> _Challenge_
Repeat the lines of the listing below exactly, starting at the line that contains "A point marks every instance of the paper" and running through the last line, both included, and only those.

> _Data extract_
────────────────────────────────────────

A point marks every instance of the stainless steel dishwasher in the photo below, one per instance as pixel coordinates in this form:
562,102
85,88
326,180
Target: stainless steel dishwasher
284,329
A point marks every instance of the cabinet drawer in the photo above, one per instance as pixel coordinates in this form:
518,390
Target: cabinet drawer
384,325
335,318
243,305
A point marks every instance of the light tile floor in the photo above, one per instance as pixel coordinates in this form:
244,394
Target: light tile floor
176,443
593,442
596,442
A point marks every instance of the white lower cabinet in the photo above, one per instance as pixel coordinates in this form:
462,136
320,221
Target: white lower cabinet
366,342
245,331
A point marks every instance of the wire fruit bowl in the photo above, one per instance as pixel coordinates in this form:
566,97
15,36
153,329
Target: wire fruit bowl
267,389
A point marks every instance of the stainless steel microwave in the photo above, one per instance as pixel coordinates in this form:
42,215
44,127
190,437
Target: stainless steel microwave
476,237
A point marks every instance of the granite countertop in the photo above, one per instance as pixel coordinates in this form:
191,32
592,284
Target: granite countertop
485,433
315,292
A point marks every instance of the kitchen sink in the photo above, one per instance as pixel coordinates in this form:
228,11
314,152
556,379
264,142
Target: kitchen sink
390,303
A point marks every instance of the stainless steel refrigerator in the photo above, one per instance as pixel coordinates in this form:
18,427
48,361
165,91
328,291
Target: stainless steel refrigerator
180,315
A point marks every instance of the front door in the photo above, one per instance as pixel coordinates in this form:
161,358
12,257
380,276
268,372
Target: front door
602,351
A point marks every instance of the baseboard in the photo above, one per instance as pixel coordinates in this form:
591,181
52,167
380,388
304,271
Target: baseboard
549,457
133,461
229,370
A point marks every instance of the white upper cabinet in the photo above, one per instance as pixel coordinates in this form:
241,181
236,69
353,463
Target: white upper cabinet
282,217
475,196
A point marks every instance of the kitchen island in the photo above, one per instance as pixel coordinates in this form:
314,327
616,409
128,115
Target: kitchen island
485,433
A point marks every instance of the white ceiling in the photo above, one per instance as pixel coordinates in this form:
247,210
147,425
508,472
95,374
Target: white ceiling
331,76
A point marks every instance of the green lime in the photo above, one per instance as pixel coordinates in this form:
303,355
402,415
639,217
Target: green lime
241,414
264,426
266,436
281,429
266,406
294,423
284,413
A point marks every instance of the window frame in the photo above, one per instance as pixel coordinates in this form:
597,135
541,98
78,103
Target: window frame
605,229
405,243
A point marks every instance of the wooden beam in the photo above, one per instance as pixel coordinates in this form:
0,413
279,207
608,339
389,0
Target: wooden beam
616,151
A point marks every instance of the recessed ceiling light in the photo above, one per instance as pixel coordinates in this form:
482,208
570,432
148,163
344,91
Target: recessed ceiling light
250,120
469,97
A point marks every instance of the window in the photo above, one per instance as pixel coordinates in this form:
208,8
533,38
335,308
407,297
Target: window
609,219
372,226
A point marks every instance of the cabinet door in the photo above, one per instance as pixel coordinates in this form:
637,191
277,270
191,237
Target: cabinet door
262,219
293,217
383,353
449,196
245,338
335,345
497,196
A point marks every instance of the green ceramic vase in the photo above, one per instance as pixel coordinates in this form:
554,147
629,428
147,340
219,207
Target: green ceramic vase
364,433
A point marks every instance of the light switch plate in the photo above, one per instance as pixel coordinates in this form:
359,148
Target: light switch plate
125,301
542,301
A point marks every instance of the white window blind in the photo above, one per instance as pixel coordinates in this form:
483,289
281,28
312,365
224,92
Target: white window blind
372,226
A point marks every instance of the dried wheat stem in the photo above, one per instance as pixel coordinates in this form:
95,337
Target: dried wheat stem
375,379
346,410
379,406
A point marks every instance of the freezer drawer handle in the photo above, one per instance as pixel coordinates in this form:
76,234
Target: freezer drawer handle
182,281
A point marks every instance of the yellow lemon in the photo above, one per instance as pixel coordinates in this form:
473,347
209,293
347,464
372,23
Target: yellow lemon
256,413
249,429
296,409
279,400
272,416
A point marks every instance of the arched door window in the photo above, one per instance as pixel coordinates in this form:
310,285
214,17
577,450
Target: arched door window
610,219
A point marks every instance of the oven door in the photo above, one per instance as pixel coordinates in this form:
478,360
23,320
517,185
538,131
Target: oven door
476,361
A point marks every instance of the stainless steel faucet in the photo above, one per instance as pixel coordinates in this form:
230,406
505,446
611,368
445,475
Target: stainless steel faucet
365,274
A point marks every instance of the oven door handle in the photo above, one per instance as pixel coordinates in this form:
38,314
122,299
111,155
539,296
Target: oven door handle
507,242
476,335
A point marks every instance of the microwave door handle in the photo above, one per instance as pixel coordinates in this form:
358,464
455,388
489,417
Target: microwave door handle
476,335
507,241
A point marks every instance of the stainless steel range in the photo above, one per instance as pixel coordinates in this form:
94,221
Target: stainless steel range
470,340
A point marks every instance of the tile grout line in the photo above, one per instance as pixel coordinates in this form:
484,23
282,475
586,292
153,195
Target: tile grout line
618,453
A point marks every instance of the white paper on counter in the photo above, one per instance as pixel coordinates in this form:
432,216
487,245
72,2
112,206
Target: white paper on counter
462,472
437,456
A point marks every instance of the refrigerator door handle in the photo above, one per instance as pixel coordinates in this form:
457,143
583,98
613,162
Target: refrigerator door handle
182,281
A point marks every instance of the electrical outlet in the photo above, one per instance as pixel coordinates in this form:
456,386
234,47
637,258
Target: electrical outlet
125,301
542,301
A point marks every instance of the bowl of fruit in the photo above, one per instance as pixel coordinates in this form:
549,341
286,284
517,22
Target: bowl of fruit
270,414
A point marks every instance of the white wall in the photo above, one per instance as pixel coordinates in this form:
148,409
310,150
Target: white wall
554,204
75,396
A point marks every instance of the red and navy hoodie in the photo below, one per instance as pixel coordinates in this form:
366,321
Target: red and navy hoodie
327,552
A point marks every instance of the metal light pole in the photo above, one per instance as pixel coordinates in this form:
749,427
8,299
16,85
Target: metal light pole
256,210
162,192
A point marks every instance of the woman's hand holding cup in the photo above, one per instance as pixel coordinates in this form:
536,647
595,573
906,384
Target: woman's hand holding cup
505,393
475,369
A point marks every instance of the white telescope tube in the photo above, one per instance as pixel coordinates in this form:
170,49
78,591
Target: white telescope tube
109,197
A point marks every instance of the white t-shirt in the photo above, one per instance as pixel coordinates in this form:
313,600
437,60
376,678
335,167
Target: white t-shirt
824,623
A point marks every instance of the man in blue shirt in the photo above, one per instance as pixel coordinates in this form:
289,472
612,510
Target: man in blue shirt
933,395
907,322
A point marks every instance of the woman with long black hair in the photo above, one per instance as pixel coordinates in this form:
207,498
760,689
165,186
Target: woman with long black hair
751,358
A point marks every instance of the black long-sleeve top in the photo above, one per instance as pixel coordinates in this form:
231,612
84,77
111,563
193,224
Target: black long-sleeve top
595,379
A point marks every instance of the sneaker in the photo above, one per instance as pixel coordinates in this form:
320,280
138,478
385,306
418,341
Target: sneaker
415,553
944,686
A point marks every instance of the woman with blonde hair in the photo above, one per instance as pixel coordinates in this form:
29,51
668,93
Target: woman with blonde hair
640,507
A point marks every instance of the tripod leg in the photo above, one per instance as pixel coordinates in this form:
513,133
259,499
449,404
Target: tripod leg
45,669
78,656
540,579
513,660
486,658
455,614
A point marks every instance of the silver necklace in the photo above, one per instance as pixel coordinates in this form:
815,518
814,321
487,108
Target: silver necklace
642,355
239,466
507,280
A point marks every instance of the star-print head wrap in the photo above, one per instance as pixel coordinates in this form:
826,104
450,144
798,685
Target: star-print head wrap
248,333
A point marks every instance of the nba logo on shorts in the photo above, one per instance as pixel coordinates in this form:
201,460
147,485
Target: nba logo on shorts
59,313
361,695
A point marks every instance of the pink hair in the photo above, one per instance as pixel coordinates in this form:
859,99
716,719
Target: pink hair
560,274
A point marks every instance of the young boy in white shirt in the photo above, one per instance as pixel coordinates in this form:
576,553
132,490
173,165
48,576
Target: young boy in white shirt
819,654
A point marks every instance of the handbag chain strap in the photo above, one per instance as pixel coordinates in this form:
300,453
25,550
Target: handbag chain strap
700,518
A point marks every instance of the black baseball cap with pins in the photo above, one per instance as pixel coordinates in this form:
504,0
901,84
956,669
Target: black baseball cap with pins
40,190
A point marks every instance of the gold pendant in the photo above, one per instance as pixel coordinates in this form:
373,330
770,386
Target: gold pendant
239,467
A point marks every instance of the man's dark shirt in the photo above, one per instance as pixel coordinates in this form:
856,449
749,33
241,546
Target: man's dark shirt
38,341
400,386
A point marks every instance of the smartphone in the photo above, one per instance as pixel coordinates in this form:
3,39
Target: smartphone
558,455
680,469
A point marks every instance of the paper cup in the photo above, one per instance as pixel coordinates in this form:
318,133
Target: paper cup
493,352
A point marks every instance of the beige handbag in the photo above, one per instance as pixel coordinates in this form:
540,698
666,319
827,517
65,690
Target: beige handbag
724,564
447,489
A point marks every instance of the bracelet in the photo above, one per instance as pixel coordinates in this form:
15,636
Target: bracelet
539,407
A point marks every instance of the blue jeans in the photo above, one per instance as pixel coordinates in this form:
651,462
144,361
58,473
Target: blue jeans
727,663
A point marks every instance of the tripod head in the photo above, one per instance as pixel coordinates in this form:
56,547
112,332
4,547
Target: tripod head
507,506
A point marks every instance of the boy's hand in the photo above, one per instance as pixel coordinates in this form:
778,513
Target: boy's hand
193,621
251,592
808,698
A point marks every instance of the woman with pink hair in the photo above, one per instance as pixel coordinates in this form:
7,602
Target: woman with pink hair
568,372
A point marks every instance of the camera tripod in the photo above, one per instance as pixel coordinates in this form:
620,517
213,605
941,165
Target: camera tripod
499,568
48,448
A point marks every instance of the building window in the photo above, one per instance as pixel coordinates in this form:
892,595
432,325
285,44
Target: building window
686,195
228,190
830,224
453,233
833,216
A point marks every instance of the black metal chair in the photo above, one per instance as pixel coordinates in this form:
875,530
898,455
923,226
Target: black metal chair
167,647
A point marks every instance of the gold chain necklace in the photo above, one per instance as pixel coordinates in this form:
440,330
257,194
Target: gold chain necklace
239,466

────────────────────────────────────────

> _Task solution_
A point marks every instance of the paper cup in the photo above, one per instance as pixel coordinates in this form:
318,133
Target: paper cup
493,352
A point marks every instance of the beige handbag in the photo above, one per instance as pixel coordinates in this form:
540,698
666,319
827,517
65,690
Target: beige handbag
724,564
447,489
A point marks every instance of the bracelet in the photo above, one per instance as pixel coordinates in this form:
15,636
Target: bracelet
539,407
A point marks every instance of the blue jeans in the photo above, one per instance as pixel coordinates in this form:
651,462
144,361
58,473
Target: blue jeans
727,663
A point marks every instance of the tripod head in the photo above, one per instance as pixel coordinates in this form:
56,547
112,332
4,547
Target: tripod head
507,506
A point marks every instance of the boy's hand in the photo above, one per instance as pixel coordinates in this form:
778,513
Target: boy's hand
193,621
251,592
808,698
A point marks every instance of the woman with pink hair in the photo above, one per instance as pixel coordinates in this form:
7,602
Target: woman with pink hair
568,372
A point marks every instance of the camera tripod in the photo above, one per instance as pixel coordinates in this form:
620,517
213,605
941,165
Target: camera tripod
499,568
48,448
A point marks every instance of the building window in the photo above, one per instance as pixel coordinates in this form:
892,595
432,325
285,44
Target: building window
686,195
228,190
830,224
453,233
833,216
A point marks every instance of the black metal chair in the photo above, one per instance as pixel coordinates in this form:
875,530
898,455
923,226
Target: black metal chair
167,647
A point marks every instance of the gold chain necklace in the photo above, one per instance as pixel coordinates in this form:
440,330
257,194
Target: gold chain necklace
239,466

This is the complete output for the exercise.